▶ **AIM OF THE TASK**: Copy out every one of the entries below word for word, without changing anything.

▶ **Entries on locating named things**:
— start —
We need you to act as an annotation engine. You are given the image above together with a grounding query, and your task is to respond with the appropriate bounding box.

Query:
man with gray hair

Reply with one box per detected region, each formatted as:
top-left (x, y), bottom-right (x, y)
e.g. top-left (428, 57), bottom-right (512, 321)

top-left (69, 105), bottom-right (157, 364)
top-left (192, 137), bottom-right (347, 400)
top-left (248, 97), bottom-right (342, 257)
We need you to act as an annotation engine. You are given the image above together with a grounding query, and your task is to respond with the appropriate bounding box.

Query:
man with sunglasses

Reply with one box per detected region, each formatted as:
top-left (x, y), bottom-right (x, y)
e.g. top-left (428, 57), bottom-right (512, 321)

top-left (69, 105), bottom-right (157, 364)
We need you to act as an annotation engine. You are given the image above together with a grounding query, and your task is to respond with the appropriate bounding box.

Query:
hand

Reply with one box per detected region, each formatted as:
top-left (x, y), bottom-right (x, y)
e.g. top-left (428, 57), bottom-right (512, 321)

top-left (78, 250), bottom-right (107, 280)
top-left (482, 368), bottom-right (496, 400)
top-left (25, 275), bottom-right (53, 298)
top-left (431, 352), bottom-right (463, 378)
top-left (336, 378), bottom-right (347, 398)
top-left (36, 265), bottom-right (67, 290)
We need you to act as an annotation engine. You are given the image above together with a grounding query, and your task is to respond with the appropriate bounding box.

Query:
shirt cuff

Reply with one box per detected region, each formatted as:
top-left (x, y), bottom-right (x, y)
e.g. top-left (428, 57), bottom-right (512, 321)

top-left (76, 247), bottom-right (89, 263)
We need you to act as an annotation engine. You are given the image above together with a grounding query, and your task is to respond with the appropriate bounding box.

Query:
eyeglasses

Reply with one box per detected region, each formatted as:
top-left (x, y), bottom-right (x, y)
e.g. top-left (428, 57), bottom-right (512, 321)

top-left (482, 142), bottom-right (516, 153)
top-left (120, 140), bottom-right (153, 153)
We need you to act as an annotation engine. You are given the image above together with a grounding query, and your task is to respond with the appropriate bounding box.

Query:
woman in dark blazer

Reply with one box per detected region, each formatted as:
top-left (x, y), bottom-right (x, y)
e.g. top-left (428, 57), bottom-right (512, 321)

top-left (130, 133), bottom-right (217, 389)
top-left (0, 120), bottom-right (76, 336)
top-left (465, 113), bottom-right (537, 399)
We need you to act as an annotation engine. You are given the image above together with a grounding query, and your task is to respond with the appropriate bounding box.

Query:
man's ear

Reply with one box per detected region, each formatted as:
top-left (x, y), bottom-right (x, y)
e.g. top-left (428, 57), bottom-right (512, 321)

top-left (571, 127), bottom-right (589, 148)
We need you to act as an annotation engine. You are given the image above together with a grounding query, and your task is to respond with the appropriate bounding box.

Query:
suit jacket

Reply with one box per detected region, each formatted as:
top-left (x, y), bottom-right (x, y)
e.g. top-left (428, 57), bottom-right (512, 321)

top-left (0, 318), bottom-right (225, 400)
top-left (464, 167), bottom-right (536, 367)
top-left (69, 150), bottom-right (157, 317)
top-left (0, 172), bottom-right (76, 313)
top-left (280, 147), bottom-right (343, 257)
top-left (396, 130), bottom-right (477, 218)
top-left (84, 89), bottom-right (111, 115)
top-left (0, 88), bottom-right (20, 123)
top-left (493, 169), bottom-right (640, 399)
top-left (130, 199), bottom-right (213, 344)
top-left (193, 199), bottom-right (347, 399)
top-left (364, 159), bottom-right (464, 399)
— end —
▶ **RESULT OF THE TASK**:
We need you to act as an annotation engine. You are given the image above together with a grounding query, and your task is to respond with the appropriate bounding box.

Query:
man with gray hair

Reply with one box per detected region, each formatted as:
top-left (x, y), bottom-right (x, y)
e.g. top-left (428, 57), bottom-right (512, 321)

top-left (69, 105), bottom-right (157, 364)
top-left (192, 137), bottom-right (347, 400)
top-left (248, 97), bottom-right (342, 257)
We need you to act as an annotation engine. You are given the image above together with a grounding query, and your task is to respond with the appropriate bounding box.

Query:
man with sunglasses

Reply with one box per detected region, each formatted as:
top-left (x, y), bottom-right (x, y)
e.g. top-left (428, 57), bottom-right (512, 321)

top-left (69, 105), bottom-right (157, 364)
We need you to act as an annotation engine. You are given the image above together with a grounding query, and your task is to respond with the appropriate bounding box.

Query:
hand

Reply with one box per detected region, each formatted as:
top-left (x, y), bottom-right (x, y)
e.g. top-left (428, 57), bottom-right (512, 321)

top-left (78, 250), bottom-right (107, 280)
top-left (482, 368), bottom-right (496, 400)
top-left (25, 275), bottom-right (53, 298)
top-left (431, 352), bottom-right (463, 378)
top-left (336, 378), bottom-right (347, 398)
top-left (36, 265), bottom-right (67, 290)
We need you to act as an annotation engine. You are given the image above together with a grounding query, and your task is to respond with the appropriate bounding box.

Query:
shirt cuff

Reply with one box per detected region, each formatted as:
top-left (x, y), bottom-right (x, y)
e.g. top-left (428, 57), bottom-right (512, 321)

top-left (76, 247), bottom-right (89, 263)
We need you to act as an annotation engine. You are given the image above together with a grounding query, and your task is to respond with the appropriate bounding box.

Query:
eyeglasses

Reply with one box per detected region, each formatted as:
top-left (x, y), bottom-right (x, y)
e.g. top-left (428, 57), bottom-right (512, 321)

top-left (482, 142), bottom-right (516, 153)
top-left (120, 140), bottom-right (153, 153)
We need you to act as an annotation engine. You are given the image above together with a grounding query, and your task is to respond with the appropriate bounding box.

Query:
woman in dark blazer

Reply with one box per detected region, each formatted as:
top-left (x, y), bottom-right (x, y)
e.g. top-left (428, 57), bottom-right (512, 321)

top-left (130, 133), bottom-right (217, 389)
top-left (0, 120), bottom-right (76, 336)
top-left (465, 113), bottom-right (537, 399)
We need you to act as an annotation engine. You are given the image above together with a grounding query, and your task is to respond with the appropriate bounding box.

Query:
man's ear

Reply with one box per detected region, each formatted as:
top-left (x, y), bottom-right (x, y)
e.g. top-left (428, 57), bottom-right (512, 321)

top-left (571, 127), bottom-right (589, 148)
We need you to act as an annotation engine. You are given the image above together with a grounding query, and your task is to respond with the appropriate bounding box.

Query:
suit jacket

Reply with one box per detected region, each formatted as:
top-left (x, y), bottom-right (x, y)
e.g. top-left (428, 57), bottom-right (512, 321)

top-left (0, 318), bottom-right (225, 400)
top-left (464, 167), bottom-right (536, 367)
top-left (69, 150), bottom-right (157, 317)
top-left (0, 172), bottom-right (76, 313)
top-left (280, 147), bottom-right (343, 257)
top-left (396, 130), bottom-right (477, 218)
top-left (84, 89), bottom-right (111, 115)
top-left (0, 88), bottom-right (20, 123)
top-left (493, 169), bottom-right (640, 399)
top-left (130, 199), bottom-right (213, 344)
top-left (193, 199), bottom-right (347, 399)
top-left (364, 159), bottom-right (464, 399)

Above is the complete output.